* [Instruções]:
1. Segundo a coluna sobre o filme A Sociedade Secreta de SoupTown, em que cidade acontece anualmente um festival de verão?
2. Passe para o inglês esta frase da coluna sobre o filme A Sociedade Secreta de SoupTown: "Margus Paju já não é mais um menino, mas parece ter buscado nas lembranças da infância o fôlego para dirigir A Sociedade Secreta de SoupTown."
3. Escreva a continuação da coluna sobre o filme A Sociedade Secreta de SoupTown a partir da última frase apresentada.

Coluna

A menina do joelho esfolado – por Bianca Zasso

Crianças merecem respeito. Afinal, estão descobrindo o mundo e esta tarefa não é das mais simples. Pena que alguns diretores pensem que criar para crianças seja algo fácil e que qualquer historinha basta para prender a atenção. É preciso bem mais que clichês para manter pequenos olhinhos interessados na tela e parece que um rapaz da Estônia sabe bem disso. Margus Paju já não é mais um menino, mas parece ter buscado nas lembranças da infância o fôlego para dirigir A Sociedade Secreta de SoupTown.

Baseado em uma série de livros infanto-juvenis escritos por Mika Keränen, o filme deixa claro sua atmosfera de aventura desde os créditos iniciais. O clima bucólico da cidade de Tartu, onde anualmente acontece um festival de verão com teatro, dança e música, é o pano de fundo para a Mari andar com sua bicicleta para cima e para baixo. Só que ela não está a passeio. Ao lado dos amigos Sadu, Olav e Anton, ela formou a sociedade secreta que dá título ao longa e todos os dias ganha do avô uma tarefa para ser resolvida, sempre envolvendo códigos, mapas e tesouros.

* [Registros de apontamento]:
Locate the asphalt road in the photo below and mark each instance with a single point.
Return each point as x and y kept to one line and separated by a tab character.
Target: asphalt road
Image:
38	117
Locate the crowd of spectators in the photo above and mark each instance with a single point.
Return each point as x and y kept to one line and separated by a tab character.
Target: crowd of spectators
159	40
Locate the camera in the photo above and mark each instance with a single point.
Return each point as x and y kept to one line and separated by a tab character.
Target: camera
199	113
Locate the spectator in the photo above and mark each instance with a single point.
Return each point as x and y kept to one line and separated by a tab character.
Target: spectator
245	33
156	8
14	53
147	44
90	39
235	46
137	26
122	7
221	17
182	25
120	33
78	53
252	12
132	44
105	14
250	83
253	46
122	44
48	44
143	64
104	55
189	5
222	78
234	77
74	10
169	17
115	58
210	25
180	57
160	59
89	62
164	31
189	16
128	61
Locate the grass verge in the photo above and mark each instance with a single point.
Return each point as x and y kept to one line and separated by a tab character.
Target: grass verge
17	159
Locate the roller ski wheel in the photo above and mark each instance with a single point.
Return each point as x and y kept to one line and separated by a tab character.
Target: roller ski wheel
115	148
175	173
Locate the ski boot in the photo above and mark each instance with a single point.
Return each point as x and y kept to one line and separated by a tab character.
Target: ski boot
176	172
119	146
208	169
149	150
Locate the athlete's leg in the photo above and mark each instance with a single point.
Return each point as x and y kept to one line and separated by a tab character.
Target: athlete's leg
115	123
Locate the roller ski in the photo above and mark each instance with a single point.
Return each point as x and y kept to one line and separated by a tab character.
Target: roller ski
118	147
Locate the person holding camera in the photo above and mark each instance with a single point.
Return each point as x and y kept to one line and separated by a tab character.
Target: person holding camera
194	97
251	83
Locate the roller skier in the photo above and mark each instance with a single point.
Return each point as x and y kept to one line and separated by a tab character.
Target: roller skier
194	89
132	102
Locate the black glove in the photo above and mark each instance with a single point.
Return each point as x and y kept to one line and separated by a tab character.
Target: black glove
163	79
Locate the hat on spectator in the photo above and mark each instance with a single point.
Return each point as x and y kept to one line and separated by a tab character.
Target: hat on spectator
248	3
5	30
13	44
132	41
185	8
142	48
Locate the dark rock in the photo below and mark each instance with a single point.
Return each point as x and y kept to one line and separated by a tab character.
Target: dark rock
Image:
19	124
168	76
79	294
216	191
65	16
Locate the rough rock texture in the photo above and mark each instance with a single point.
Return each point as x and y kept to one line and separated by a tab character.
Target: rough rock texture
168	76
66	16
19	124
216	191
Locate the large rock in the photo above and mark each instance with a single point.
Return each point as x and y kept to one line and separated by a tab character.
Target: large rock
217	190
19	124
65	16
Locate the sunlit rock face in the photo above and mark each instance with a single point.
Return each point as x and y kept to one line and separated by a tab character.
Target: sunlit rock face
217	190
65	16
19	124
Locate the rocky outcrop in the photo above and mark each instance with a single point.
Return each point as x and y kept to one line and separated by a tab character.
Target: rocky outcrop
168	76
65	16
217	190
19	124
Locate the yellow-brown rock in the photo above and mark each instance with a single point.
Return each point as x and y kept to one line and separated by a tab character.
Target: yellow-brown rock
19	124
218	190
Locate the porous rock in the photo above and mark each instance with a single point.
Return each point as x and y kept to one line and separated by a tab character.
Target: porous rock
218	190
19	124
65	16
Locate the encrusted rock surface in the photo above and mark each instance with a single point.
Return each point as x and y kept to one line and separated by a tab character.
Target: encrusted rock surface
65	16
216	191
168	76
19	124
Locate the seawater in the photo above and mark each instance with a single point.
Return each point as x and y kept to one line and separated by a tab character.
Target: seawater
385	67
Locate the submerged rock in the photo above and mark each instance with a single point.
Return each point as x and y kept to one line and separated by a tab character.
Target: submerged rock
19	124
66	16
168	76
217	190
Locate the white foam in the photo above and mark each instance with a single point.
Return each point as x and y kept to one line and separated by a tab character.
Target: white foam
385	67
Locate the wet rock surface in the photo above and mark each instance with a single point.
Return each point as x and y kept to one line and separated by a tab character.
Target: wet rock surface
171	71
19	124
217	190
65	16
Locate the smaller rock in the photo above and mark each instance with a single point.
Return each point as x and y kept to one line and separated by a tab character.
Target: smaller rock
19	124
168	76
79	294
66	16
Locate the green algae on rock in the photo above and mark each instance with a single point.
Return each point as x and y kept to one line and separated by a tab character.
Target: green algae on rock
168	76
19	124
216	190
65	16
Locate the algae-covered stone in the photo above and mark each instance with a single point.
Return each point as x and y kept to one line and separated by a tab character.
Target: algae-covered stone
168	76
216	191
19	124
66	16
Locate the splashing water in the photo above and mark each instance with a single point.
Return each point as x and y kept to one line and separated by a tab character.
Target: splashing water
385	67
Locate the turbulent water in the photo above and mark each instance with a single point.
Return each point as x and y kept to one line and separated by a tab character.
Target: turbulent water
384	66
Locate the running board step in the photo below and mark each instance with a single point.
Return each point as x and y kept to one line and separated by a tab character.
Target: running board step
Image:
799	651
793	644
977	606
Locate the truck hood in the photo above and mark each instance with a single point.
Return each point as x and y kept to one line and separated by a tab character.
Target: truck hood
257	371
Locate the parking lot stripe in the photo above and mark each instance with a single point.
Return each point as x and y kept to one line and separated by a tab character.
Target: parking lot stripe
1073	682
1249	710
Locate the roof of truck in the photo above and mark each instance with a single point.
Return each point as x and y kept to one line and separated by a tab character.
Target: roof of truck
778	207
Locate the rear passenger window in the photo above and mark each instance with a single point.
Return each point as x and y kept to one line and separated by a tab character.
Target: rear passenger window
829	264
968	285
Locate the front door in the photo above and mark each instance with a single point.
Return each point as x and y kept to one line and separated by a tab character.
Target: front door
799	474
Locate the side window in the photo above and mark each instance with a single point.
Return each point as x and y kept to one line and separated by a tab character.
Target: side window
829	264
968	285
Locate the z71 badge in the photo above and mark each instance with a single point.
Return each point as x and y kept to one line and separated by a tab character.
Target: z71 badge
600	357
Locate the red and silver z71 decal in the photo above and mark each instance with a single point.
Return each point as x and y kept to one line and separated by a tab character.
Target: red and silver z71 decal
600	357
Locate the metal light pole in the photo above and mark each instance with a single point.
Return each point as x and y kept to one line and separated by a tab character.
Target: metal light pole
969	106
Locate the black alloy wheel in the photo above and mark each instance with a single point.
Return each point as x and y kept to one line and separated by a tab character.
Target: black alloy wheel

* [Respostas por tarefa]:
1. Em Tartu.

2. Margus Paju is no longer a boy, but he seems to have drawn on his childhood memories for the energy to direct The Secret Society of SoupTown.

3.
Os pais de Mari são preocupados com o excesso de lúdico da relação da filha com o avô e disputam, de maneira muito sútil, que a menina escolha um caminho ou para a ciência, ou para as artes, mais precisamente o balé, já que o pai dirige espetáculos. Mas uma breve observada em Mari basta para entendermos que estamos diante de uma protagonista incomum.

Mari é uma menina de verdade. Por mais que as cores que a cercam sejam estilizadas, num trabalho bem detalhista da direção de arte do filme, e sua cidadezinha natal não tenha os perigos que uma metrópole apresenta, Mari está sempre pronta para a batalha. De bermuda, mochila equipada e pé firme no pedal da bicicleta, a garota não tem medo de se sujar e nenhum muro parece tão alto para ela. Sua parceira de aventuras, Sadu, que tem um visual que lembra muito o de Liv Ullmann em Sonata de Outono, de Ingmar Bergman, apesar de mais sonhadora, também não se importa em rasgar o casado ou pilotar um barco para resolver problemas.

Já os dois garotos, Olav e Anton, dividem com Mari um traço pequeno, mas que diz muito: os três têm os joelhos esfolados. Um detalhe insignificante? Não quando se trata do retrato feminino da infância. Só quem já foi menina e esfolou joelhos, cotovelos, testa, queixo ou o que for sabe o que são os olhares de julgamento. Se caiu, é porque não estava fazendo coisas de mocinha. E quem diz isso se julga adulto e maduro.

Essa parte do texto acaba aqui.